Produce an exact copy of the lines from the line containing "Locate the sea foam" through the last line of the entries below, and only those lines.

Dataset rows —
────────────────────

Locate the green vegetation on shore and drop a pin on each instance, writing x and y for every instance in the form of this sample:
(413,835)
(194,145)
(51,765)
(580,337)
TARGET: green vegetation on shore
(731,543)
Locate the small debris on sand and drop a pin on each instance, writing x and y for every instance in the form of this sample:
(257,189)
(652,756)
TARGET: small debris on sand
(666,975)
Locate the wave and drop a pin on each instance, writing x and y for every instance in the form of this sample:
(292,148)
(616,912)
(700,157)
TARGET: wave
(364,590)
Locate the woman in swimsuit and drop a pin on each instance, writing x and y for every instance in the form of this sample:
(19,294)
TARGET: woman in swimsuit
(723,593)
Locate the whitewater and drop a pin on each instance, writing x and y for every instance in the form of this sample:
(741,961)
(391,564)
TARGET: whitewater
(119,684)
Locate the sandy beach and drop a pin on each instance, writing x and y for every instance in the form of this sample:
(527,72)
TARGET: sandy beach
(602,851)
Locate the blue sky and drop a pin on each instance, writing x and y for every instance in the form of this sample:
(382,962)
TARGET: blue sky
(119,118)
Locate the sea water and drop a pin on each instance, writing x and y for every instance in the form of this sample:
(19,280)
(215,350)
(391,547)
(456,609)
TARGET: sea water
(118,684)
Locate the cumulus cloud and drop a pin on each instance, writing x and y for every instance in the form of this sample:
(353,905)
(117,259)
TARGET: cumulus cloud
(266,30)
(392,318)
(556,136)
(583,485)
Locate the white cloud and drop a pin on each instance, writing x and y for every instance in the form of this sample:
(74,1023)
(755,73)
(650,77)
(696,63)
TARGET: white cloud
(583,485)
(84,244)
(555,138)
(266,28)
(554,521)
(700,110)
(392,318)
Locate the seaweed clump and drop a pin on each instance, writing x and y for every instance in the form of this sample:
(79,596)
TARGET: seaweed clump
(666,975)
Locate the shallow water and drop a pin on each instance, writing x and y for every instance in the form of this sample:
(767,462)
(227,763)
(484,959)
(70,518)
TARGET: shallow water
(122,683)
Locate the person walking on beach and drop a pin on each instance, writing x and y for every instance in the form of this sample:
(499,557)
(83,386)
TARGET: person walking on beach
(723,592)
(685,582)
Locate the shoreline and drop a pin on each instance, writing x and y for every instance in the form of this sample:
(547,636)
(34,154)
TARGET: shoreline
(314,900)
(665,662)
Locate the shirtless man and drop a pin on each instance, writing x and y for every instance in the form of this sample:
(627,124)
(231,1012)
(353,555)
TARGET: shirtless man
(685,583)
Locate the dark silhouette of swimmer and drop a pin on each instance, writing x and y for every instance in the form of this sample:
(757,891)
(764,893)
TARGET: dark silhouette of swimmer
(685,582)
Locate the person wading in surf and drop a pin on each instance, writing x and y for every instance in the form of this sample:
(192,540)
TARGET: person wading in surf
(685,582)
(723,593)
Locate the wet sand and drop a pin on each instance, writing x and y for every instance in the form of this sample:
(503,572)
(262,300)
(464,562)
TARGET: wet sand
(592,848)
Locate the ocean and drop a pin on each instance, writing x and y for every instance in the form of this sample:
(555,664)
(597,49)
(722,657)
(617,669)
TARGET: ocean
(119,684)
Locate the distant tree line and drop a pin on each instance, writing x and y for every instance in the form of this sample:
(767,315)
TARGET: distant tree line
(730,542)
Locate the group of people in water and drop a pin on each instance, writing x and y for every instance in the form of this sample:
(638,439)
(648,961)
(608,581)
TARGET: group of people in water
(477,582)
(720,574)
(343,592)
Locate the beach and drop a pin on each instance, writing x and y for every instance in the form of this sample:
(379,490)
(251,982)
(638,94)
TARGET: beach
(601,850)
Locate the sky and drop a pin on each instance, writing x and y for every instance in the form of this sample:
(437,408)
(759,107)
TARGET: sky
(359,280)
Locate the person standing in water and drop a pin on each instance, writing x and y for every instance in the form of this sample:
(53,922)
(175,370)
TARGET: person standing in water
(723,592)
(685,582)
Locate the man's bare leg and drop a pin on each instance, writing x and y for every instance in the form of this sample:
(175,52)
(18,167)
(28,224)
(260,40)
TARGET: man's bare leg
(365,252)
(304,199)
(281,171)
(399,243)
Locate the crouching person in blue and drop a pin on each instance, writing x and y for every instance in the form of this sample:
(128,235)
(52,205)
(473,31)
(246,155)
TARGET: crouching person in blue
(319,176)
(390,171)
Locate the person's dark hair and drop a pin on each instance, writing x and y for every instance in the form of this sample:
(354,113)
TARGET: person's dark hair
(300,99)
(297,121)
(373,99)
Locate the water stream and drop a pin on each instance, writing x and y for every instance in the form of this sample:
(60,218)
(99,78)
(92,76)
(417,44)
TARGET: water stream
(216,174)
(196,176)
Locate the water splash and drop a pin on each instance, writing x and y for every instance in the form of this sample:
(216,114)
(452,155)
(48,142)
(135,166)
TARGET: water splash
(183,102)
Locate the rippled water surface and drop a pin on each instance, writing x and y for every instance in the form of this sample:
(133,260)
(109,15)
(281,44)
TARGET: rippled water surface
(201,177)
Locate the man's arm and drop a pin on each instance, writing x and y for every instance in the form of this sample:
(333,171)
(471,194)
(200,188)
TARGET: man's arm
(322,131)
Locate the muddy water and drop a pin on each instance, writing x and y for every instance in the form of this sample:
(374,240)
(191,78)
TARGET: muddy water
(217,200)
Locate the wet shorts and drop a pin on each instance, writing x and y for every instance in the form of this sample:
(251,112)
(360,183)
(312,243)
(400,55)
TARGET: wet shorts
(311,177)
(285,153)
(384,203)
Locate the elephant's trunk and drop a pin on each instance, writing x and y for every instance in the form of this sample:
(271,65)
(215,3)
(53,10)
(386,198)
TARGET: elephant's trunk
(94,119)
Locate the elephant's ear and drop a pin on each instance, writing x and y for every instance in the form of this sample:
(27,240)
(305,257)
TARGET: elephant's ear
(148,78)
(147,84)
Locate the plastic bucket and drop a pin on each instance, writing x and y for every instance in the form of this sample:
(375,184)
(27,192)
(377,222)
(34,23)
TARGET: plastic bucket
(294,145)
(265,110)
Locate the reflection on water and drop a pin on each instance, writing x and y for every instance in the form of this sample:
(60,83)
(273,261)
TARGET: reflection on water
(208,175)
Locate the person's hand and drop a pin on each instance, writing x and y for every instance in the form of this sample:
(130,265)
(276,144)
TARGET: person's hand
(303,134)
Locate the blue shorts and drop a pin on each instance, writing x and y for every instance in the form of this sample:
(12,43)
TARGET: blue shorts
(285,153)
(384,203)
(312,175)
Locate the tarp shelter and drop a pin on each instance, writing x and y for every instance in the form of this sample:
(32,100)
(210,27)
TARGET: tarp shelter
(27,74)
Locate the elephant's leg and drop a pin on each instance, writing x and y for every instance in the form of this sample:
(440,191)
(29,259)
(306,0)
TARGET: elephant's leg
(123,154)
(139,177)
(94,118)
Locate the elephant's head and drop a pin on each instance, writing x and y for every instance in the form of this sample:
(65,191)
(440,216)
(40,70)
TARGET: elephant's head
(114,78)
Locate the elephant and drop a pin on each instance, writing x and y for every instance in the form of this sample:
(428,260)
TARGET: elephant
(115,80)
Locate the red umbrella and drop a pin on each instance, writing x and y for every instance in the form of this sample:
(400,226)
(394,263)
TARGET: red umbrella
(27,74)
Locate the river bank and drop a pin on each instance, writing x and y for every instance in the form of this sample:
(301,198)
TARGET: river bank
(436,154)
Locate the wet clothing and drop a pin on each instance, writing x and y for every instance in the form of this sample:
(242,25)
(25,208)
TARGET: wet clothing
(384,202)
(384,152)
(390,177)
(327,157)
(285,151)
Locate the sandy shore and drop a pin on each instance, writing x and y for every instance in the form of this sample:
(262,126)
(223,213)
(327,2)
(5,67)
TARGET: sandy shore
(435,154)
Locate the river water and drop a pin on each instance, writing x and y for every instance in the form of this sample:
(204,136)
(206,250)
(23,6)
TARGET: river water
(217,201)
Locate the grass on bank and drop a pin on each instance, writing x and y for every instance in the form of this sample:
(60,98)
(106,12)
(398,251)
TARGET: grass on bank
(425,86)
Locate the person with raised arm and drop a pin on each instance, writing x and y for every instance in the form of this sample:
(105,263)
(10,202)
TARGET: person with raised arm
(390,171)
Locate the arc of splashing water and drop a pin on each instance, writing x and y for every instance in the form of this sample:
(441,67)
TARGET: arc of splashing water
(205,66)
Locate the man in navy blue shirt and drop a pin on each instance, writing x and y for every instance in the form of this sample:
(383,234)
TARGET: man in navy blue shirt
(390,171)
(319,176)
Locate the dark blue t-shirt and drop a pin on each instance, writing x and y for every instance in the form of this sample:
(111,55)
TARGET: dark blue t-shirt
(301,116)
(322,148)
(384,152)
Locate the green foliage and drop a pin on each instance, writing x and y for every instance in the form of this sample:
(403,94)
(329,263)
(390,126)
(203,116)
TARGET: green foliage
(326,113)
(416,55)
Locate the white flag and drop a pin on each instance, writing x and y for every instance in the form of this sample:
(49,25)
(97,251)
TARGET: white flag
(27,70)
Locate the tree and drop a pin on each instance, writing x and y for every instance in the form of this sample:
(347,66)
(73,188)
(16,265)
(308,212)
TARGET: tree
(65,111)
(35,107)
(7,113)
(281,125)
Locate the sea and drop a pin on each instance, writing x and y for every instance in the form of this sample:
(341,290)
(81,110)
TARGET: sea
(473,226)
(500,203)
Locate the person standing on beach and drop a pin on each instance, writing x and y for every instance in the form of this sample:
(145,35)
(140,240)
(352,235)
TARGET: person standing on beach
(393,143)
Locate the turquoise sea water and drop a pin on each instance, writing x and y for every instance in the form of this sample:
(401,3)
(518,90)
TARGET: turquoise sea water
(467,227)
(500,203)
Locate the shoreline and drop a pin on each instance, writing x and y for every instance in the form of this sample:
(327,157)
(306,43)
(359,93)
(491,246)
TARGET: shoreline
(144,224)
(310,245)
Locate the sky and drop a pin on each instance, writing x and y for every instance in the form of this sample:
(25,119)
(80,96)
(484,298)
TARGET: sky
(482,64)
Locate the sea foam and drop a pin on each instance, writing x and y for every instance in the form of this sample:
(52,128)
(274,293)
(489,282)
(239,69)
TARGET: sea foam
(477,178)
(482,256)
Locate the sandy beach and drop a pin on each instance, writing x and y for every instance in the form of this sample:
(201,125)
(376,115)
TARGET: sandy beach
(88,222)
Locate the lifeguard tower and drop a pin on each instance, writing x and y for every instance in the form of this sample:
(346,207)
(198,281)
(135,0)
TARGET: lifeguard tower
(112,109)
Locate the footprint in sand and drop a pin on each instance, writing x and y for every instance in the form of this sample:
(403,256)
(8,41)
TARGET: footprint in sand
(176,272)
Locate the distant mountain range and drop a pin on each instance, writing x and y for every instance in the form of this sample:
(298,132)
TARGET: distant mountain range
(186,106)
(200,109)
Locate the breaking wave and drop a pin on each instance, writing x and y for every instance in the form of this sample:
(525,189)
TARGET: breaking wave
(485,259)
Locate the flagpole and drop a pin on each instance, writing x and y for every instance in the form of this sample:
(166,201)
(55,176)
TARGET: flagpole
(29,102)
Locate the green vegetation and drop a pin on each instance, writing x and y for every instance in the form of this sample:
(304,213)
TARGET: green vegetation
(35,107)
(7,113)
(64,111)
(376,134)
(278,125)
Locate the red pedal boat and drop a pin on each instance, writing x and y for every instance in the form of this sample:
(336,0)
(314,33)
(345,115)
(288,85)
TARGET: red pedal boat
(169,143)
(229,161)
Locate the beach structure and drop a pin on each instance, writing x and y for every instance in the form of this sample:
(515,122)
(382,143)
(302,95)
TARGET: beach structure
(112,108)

────────────────────

Full solution —
Locate the sea foam and drop a pin on each instance, writing x and y for every instance in the form of this sample:
(52,128)
(274,293)
(489,282)
(239,69)
TARGET: sea foam
(477,178)
(482,256)
Locate the sandy beach and drop a pin on each instance, writing x and y for every instance in the form of this sample:
(201,125)
(376,115)
TARGET: sandy beach
(88,222)
Locate the lifeguard tower and drop a pin on each instance, writing x and y for every instance in the form of this sample:
(346,207)
(198,281)
(135,0)
TARGET: lifeguard tower
(112,109)
Locate the footprint in sand and drop a pin on each instance, writing x and y for every instance in the form of this sample:
(403,256)
(8,41)
TARGET: footprint in sand
(176,272)
Locate the distant mountain range and drop a pin on each instance, writing x and y for every instance in the form of this sample:
(298,132)
TARGET: distant mountain range
(186,106)
(200,109)
Locate the breaking wave and drop a pin on each instance, writing x and y for every instance in the form of this sample:
(525,189)
TARGET: breaking wave
(485,259)
Locate the flagpole and drop a pin on each instance, writing x and y for every instance in the form of this sample:
(166,201)
(55,176)
TARGET: flagpole
(29,102)
Locate the green vegetation and drop a pin on each instance, writing x and y for every instance in the form of this sample:
(304,213)
TARGET: green vegetation
(35,107)
(7,113)
(64,111)
(376,134)
(278,125)
Locate the red pedal boat and drop a pin on each instance, writing x and y for every instance in the form of this sample:
(336,0)
(314,33)
(345,115)
(288,85)
TARGET: red pedal boat
(169,143)
(229,161)
Locate the beach structure and drop a pin on each instance, writing x and y for every instance in the form of this sample:
(515,122)
(382,143)
(302,95)
TARGET: beach structure
(112,108)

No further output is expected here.